In the lead-up to the Cap sequel, the filmmakers talked a lot about its relationship to the paranoid thrillers of the '70s — a lineage confirmed by the presence of Robert Redford, having a blast as politico Alexander Pierce. And part of what makes Winter Soldier such a stunner is how it takes that paranoia seriously: The film's second half is rife with conspiracy theories, throwing fascism, NSA overreach, the military-industrial complex, and Wikileaks into the stew. S.H.I.E.L.D. has always been the least interesting part of the Marvel films, but Winter Soldier finds a dark heart underneath the organization's glimmering exterior.
But if Cap 2 is maybe the smartest Marvel movie yet, it's also the most unabashed pure action film of the bunch. The freeway car chase-turned-gunfight, the opening stealth attack that plays like Zero Dark Thirty on a boat, the final pounding battle between Cap and the titular Winter Soldier: There's a weight to these scenes that's lacking in the high-flying adventures of Cap's fellow Avengers. It's less openly stylish than the color-blasted Thor movies or the glitzy Iron Man series, but the Russo Brothers know how to direct big action with a light touch.

What this exercise asks:
a: From the Winter Soldier excerpt, copy word for word the stretch from "But if Cap 2" through "a light touch.".
b: List every subject that the Winter Soldier excerpt says the film throws "into the stew" in its second half.
The records after this point are separate material, unrelated to the Winter Soldier excerpt.

Dataset entries:
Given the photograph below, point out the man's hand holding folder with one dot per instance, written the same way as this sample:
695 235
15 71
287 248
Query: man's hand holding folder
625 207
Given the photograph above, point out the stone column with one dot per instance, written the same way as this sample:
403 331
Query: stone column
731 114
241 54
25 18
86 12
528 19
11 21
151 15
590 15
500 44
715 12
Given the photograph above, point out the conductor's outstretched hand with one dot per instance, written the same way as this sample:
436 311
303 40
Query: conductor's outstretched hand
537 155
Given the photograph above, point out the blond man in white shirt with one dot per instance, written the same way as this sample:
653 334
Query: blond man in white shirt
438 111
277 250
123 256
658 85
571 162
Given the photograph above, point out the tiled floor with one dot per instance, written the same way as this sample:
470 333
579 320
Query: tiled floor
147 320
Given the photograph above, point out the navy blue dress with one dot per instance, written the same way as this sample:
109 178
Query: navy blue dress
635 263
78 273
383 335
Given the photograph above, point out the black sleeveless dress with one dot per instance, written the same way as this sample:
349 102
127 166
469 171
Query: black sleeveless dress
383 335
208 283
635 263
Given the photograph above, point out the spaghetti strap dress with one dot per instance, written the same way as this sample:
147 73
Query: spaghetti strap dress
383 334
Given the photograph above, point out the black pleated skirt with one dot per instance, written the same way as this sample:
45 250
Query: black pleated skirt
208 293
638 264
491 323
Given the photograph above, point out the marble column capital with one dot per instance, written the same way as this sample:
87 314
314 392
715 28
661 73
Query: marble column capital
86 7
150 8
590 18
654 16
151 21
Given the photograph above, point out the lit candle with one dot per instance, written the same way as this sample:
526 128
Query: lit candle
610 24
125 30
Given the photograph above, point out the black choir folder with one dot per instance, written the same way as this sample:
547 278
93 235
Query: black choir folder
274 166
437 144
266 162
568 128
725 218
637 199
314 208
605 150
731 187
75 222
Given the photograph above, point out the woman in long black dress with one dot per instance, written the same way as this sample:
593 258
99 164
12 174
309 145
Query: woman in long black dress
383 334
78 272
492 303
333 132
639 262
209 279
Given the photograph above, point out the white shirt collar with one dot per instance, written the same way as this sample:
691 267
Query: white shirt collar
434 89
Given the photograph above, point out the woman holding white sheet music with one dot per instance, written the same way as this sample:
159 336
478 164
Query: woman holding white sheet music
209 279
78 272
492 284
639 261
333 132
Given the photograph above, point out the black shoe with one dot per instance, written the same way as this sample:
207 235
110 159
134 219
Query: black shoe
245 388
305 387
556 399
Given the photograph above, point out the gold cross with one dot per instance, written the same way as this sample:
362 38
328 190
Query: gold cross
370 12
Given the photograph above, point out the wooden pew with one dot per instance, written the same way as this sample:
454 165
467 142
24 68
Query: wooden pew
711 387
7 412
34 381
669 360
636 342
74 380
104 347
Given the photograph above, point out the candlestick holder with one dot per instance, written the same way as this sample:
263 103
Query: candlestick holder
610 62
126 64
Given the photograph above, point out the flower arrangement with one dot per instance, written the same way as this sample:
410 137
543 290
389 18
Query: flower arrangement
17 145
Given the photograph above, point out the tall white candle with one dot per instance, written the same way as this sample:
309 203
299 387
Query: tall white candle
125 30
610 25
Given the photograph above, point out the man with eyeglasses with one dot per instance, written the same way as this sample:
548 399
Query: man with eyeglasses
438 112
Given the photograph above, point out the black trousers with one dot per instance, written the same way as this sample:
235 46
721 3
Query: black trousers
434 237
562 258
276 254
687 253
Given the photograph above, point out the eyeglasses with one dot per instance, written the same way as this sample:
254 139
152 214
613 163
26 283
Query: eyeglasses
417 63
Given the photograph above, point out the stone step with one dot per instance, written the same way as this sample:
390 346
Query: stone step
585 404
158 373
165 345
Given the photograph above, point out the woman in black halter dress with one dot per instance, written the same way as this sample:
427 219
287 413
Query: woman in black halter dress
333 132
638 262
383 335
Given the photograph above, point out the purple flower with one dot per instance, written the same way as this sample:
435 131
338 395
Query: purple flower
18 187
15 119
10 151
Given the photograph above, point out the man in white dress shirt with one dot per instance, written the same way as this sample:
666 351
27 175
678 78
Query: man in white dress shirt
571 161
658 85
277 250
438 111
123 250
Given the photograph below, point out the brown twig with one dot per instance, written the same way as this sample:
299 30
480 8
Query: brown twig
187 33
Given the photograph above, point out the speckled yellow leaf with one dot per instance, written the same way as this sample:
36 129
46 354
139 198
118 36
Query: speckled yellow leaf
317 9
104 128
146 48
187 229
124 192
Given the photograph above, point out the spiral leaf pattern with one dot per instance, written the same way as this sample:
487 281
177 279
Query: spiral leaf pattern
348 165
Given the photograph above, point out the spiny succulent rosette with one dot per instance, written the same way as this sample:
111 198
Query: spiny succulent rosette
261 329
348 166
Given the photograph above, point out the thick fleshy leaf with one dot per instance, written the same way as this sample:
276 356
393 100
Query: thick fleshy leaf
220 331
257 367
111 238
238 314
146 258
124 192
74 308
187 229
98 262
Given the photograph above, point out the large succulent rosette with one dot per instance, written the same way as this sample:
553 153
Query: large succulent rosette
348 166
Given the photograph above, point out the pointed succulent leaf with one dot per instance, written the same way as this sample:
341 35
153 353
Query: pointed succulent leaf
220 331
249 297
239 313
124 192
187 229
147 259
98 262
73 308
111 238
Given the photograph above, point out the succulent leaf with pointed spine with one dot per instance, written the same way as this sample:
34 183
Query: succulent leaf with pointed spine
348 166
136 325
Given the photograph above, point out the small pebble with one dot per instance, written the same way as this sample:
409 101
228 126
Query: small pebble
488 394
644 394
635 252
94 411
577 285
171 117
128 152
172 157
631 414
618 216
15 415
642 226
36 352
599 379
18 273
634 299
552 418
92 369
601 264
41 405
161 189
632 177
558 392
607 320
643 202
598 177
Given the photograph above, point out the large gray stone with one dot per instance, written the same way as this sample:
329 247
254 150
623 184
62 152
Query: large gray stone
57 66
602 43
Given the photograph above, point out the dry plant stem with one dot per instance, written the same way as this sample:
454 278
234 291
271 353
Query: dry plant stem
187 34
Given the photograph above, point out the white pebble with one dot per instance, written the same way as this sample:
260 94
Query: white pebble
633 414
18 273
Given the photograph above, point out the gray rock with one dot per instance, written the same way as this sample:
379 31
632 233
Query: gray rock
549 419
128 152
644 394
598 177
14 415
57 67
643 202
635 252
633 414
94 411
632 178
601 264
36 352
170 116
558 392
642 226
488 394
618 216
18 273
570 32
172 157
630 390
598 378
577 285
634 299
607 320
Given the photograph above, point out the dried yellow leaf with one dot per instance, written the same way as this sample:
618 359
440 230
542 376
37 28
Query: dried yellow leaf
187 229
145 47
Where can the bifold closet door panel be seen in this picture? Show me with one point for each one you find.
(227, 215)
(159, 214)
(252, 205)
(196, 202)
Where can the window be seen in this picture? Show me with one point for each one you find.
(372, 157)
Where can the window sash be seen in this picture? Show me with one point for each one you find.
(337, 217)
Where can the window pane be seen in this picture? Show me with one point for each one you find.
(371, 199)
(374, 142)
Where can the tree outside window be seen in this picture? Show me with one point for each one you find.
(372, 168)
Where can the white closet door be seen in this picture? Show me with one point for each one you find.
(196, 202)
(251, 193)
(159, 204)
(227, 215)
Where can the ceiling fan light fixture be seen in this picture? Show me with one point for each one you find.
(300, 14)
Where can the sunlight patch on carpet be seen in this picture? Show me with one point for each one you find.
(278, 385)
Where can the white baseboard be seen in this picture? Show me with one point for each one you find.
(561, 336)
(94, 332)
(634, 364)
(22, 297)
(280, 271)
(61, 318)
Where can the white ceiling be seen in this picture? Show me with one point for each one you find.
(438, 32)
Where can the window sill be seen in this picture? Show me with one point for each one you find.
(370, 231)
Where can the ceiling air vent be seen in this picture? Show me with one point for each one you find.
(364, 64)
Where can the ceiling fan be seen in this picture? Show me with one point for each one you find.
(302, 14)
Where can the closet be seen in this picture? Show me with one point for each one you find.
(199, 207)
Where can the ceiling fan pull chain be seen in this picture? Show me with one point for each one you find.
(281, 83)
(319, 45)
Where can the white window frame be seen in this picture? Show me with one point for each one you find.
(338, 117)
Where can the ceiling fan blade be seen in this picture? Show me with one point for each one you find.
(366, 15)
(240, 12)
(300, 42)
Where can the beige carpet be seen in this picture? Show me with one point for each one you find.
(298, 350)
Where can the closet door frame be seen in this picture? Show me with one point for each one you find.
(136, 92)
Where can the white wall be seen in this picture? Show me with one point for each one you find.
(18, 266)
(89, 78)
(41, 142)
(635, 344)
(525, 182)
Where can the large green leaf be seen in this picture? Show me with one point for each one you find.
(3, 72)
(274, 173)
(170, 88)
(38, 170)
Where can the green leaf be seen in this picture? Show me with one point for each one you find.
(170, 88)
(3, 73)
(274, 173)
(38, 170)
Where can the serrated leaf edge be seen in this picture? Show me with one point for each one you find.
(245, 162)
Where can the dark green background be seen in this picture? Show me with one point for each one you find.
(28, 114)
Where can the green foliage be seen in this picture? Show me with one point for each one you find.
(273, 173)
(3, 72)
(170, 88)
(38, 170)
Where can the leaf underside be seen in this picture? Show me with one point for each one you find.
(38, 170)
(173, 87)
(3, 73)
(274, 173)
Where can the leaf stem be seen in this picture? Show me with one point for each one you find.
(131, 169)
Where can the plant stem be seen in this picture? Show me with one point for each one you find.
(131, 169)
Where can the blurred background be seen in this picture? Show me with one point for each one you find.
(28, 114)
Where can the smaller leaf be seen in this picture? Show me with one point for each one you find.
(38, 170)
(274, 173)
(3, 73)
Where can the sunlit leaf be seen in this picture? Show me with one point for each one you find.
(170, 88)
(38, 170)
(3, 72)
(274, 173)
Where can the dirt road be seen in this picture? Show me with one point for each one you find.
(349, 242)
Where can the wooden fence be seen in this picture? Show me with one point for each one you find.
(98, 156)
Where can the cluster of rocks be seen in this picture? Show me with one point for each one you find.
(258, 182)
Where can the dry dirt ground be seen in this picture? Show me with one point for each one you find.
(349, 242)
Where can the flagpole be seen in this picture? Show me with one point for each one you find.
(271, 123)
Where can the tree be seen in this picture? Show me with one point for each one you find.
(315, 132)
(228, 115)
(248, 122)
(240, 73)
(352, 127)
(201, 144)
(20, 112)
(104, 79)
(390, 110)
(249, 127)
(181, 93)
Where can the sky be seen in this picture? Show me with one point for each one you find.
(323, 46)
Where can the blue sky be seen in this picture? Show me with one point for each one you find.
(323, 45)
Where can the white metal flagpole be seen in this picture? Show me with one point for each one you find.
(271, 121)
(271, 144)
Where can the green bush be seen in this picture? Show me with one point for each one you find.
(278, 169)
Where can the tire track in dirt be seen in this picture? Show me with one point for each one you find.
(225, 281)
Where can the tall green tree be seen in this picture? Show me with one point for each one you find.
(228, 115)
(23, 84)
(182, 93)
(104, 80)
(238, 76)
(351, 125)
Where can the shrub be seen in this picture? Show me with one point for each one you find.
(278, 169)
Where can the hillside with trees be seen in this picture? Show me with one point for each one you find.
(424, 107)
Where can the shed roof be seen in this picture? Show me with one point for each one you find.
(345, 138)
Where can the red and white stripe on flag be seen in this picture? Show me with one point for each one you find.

Solution list:
a:
But if Cap 2 is maybe the smartest Marvel movie yet, it's also the most unabashed pure action film of the bunch. The freeway car chase-turned-gunfight, the opening stealth attack that plays like Zero Dark Thirty on a boat, the final pounding battle between Cap and the titular Winter Soldier: There's a weight to these scenes that's lacking in the high-flying adventures of Cap's fellow Avengers. It's less openly stylish than the color-blasted Thor movies or the glitzy Iron Man series, but the Russo Brothers know how to direct big action with a light touch.

b:
- Fascism
- NSA overreach
- The military-industrial complex
- Wikileaks